**Provided text:**
-- START --
It was Antonio Pigafetta (c. 1491-c. 1535), the Italian chronicler of the first circumnavigation of the world by the Portuguese explorer and navigator Ferdinand Magellan (1480-1521), who first mentioned a peculiar incident that had occurred during the voyage: somewhere along the journey a whole day had apparently been ‘lost’.
When Pigafetta, one of the eighteen survivors of the original 270-odd crew members who had set out from the Spanish port of San Lúcar de Barrameda in September 1519, nearly three years later sighted the Cape Verde Islands, he noted:
“On Wednesday, the ninth of July , we arrived at one these islands named Santiago, where we immediately sent the boat ashore to obtain provisions. [...] And we charged our men in the boat that, when they were ashore, they should ask what day it was. They were answered that to the Portuguese it was Thursday, at which they were much amazed, for to us it was Wednesday, and we knew not how we had fallen into error. For every day I, being always in health, had written down each day without any intermission. But, as we were told since, there had been no mistake, for we had always made our voyage westward and had returned to the same place of departure as the sun, wherefore the long voyage had brought the gain of twenty-four hours, as is clearly seen.”
-- END --
**Written task 1:**
In the passage on Magellan's voyage:
(a) Who first mentioned the lost day?
(b) From which port did the crew set out?
(c) What day was it for the Portuguese at Santiago?
**Written task 2:** Rework the passage on Magellan's voyage: write out the stretch from "It was Antonio" through "apparently been ‘lost’." again, putting "curious" in place of "peculiar".
Rely solely on the passage on Magellan's voyage.

**Information shown:**
-- START --
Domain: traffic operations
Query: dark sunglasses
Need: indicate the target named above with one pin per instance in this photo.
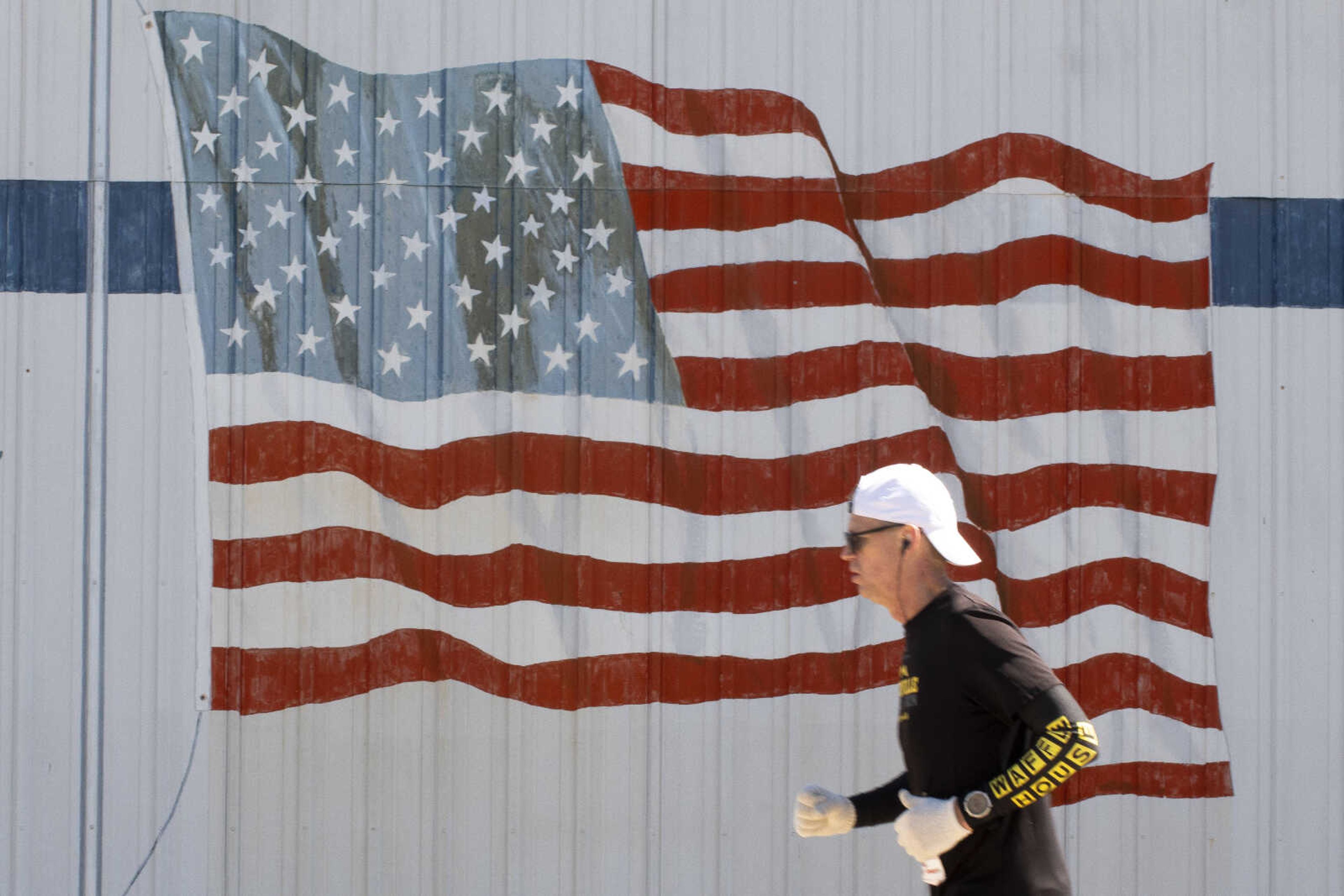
(854, 541)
-- END --
**Correct answer 1:**
(a) Antonio Pigafetta
(b) San Lúcar de Barrameda
(c) Thursday

**Correct answer 2:**
It was Antonio Pigafetta (c. 1491-c. 1535), the Italian chronicler of the first circumnavigation of the world by the Portuguese explorer and navigator Ferdinand Magellan (1480-1521), who first mentioned a curious incident that had occurred during the voyage: somewhere along the journey a whole day had apparently been ‘lost’.